Please pull out every line of the records below that contains the word "instance".

· · · · ·

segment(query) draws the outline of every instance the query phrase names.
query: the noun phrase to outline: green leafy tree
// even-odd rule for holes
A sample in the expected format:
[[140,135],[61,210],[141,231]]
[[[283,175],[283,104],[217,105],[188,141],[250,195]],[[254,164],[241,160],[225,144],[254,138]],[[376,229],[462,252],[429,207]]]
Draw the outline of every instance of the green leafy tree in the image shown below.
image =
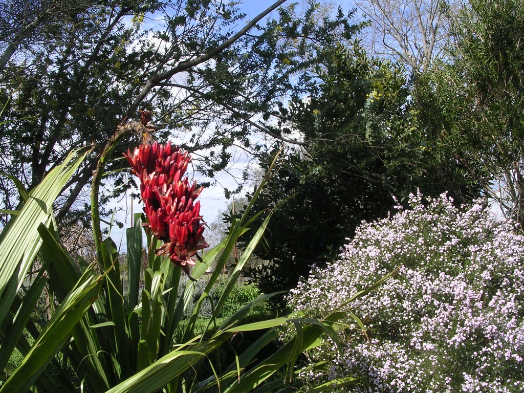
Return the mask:
[[[293,367],[297,357],[319,345],[326,335],[336,340],[336,321],[344,313],[333,313],[319,321],[303,320],[295,314],[245,323],[250,310],[270,297],[260,295],[239,310],[230,308],[228,313],[232,314],[221,323],[212,318],[201,334],[196,332],[199,311],[209,301],[211,288],[228,255],[237,237],[253,224],[247,214],[235,221],[225,242],[203,253],[191,272],[193,280],[187,280],[185,285],[181,280],[181,265],[173,263],[176,254],[171,254],[169,258],[156,255],[155,250],[161,245],[159,239],[148,237],[147,263],[143,268],[140,214],[135,217],[136,225],[126,233],[127,286],[122,285],[120,274],[124,261],[111,238],[99,241],[100,228],[94,236],[96,264],[79,265],[60,243],[52,209],[53,200],[85,158],[85,154],[78,157],[75,152],[30,192],[20,188],[23,206],[0,234],[0,392],[243,393],[268,391],[285,385],[290,390],[300,389],[302,381],[293,378],[297,375]],[[156,159],[154,158],[154,163]],[[256,199],[255,195],[252,200]],[[172,211],[177,209],[171,207]],[[192,209],[198,210],[191,205]],[[212,305],[213,315],[231,305],[227,298],[270,216],[266,215],[231,277],[223,283]],[[94,226],[97,222],[95,220]],[[149,225],[152,225],[150,220]],[[26,275],[37,257],[41,267],[26,288]],[[216,269],[189,320],[180,323],[194,293],[195,280],[201,278],[215,258]],[[40,313],[36,305],[46,285],[54,307],[49,317],[39,318],[37,325],[35,316]],[[179,295],[181,286],[184,288]],[[363,294],[361,291],[347,301]],[[296,326],[296,334],[289,335],[289,341],[282,345],[268,346],[288,323]],[[231,362],[222,356],[234,336],[257,330],[263,331],[258,339],[235,352]],[[10,364],[17,350],[21,358]],[[351,379],[335,383],[347,382]],[[330,383],[318,387],[318,390],[332,387]]]
[[[84,186],[117,125],[139,109],[154,111],[156,138],[177,135],[195,152],[195,170],[211,178],[226,166],[232,144],[260,148],[249,137],[254,129],[285,138],[272,125],[275,100],[288,94],[312,43],[339,39],[346,23],[342,16],[330,30],[316,27],[311,2],[304,15],[291,5],[257,24],[285,1],[245,22],[235,3],[214,1],[35,1],[25,13],[7,2],[0,25],[0,102],[10,121],[1,126],[3,207],[19,203],[13,178],[31,190],[69,152],[92,145],[55,206],[59,220],[86,223]],[[264,114],[256,123],[256,114]],[[119,137],[102,207],[133,182],[118,171],[132,137]]]
[[423,132],[521,225],[523,20],[521,2],[470,2],[454,21],[448,60],[420,75],[413,95]]
[[[249,272],[265,291],[288,290],[335,255],[363,221],[386,216],[417,188],[458,201],[478,187],[413,126],[402,68],[369,59],[357,45],[326,52],[307,99],[289,114],[307,144],[288,149],[258,200],[274,211]],[[267,165],[263,161],[262,166]]]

· · · · ·

# [The response]
segment(query) draws the outline of every instance the query phrase names.
Draw the outline of every instance of the green leafy tree in the image shown below.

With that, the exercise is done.